Chapter 5 -- social divisions. [C and C manage at last to consider 'resistance' ]. Subcultures exist, based on class, race, age, gender, and these exert a fundamental influence [on 'readership'?]. They offer segments in the market, rather than a simple consumer model  [and there is a link with education, page 146]. The tastes of these segments are affected by material and cultural forces: our society has important social divisions, and is far from being a unified leisure society. The segments interact, although there is a tendency to play one off against the other. Let's take class first: 

We begin with the old issue of whether class is redundant in the new society. C and C operate with a three class model here, with 'working', 'middle' and an additional upper-class. For the upper class, leisure is  'symbolically crucial', in that it solidifies the group and bestows status. Middle-class groups are split between copying the upper class and the working class; they are users of public services, but there are subtle differences in their leisure activities, which are not apparent in official statistics. For example, there are crucial differences between playing golf and playing football, although both tend to be described as  'engaging in sport' [ the analysis could do with a reference to Bourdieu  here]. Middle-class groups formed social networks,, including churches, in suburbia, and it is this that makes them a segment. Working-class groups form networks too, but these are different, with fewer resources and with more improvisation, and are based largely on neighbourhoods. [the Affluent Worker debate is revisited on page 150f]. The working-class has  'recomposed' offering a merely pragmatic attachment to work and society, where they are susceptible to appeals based on  'the British way and strong leadership' (page 151). C and C deny that leisure patterns are decisive in this recomposition, since they do not believe  that  'leisure as a whole has a direct ideological meaning'. However, there are still elements of class struggle apparent in modern Britain, for example, contests over public space, especially the street. As the authorities win, the working class gets more privatised. However, the working class is internally divided, especially over race -- the working class is  'eaten away by its own prejudices' (page 153). Racial differences appear in leisure for example in family, religion, music, and sexual relations. [This section seems to me to be really elusive -- I must confess I am still unsure as to whether class is a strong factor or not]. 

Age is another important dimension: it is both biological and social (for example retirement from work is a mark of old age, and old females especially suffer from  'role - loss' (page 154). The old become peripheral to the market, and find themselves often living alone --'privatisation with a vengeance' (page 155). In this way the domination of work continues: the old face an enforced dependence on home life rather than any kind of choice. At the other end, the notion of  'adolescence' is an historical creation. It also affects leisure opportunities especially for females, who develop a  'bedroom culture'. Young adult males are seen as a problem, a form of economic structuring of their identity. Patterns of rioting lead to social control initiatives, including leisure initiatives.

■ ■ ■ ■ ■ ■ ■

WHAT THIS EXERCISE ASKS:
• a. Translate this sentence from the notes on social divisions into Spanish: "At the other end, the notion of 'adolescence' is an historical creation."
• b. For each statement, say yes or no according to the notes on social divisions, and quote the words that decide it. (i) The notes describe a model with working, middle and upper classes. (ii) Working-class networks have more resources than middle-class ones. (iii) Old people depend on home life by their own choice.

Stored items from a collection
■ ■ ■ ■ ■ ■ ■

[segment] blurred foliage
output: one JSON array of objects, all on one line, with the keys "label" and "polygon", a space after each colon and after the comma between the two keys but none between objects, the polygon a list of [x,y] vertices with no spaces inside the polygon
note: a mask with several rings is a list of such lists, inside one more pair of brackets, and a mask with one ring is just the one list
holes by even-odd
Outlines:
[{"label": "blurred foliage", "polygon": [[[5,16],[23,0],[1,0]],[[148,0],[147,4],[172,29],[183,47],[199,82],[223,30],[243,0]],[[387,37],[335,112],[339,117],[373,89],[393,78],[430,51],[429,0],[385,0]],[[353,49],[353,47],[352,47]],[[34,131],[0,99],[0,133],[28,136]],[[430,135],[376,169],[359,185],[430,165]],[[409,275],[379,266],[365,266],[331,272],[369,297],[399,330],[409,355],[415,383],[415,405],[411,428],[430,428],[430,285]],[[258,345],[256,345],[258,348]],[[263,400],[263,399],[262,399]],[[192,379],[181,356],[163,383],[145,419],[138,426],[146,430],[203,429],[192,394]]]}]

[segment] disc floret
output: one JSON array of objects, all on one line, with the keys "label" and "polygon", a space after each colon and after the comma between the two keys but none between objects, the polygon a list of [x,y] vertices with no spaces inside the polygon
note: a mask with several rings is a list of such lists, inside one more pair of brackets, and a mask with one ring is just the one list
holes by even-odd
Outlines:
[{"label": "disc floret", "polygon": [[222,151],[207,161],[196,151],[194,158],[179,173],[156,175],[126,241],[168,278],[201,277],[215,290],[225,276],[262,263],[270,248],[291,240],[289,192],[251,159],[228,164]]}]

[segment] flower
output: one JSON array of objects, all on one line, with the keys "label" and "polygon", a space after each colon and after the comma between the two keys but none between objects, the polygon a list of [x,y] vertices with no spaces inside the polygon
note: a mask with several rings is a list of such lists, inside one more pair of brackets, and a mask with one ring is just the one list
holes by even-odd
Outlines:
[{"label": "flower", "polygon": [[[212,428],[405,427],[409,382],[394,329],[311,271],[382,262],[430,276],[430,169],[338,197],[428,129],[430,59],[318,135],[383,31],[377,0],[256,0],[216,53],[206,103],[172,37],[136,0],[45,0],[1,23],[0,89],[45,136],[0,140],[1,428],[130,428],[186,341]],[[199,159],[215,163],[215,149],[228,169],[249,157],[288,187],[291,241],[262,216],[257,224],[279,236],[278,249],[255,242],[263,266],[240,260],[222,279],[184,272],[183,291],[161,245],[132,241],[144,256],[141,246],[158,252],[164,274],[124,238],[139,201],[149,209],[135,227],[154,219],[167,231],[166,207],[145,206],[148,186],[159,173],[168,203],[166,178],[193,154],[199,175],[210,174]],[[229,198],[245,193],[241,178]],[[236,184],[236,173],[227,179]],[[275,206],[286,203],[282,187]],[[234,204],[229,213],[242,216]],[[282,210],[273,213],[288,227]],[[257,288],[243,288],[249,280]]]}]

■ ■ ■ ■ ■ ■ ■

LIST OF ANSWERS:
• a. En el otro extremo, la noción de «adolescencia» es una creación histórica.

• b.
(i) Yes: "C and C operate with a three class model here, with 'working', 'middle' and an additional upper-class."
(ii) No: "with fewer resources and with more improvisation"
(iii) No: "the old face an enforced dependence on home life rather than any kind of choice"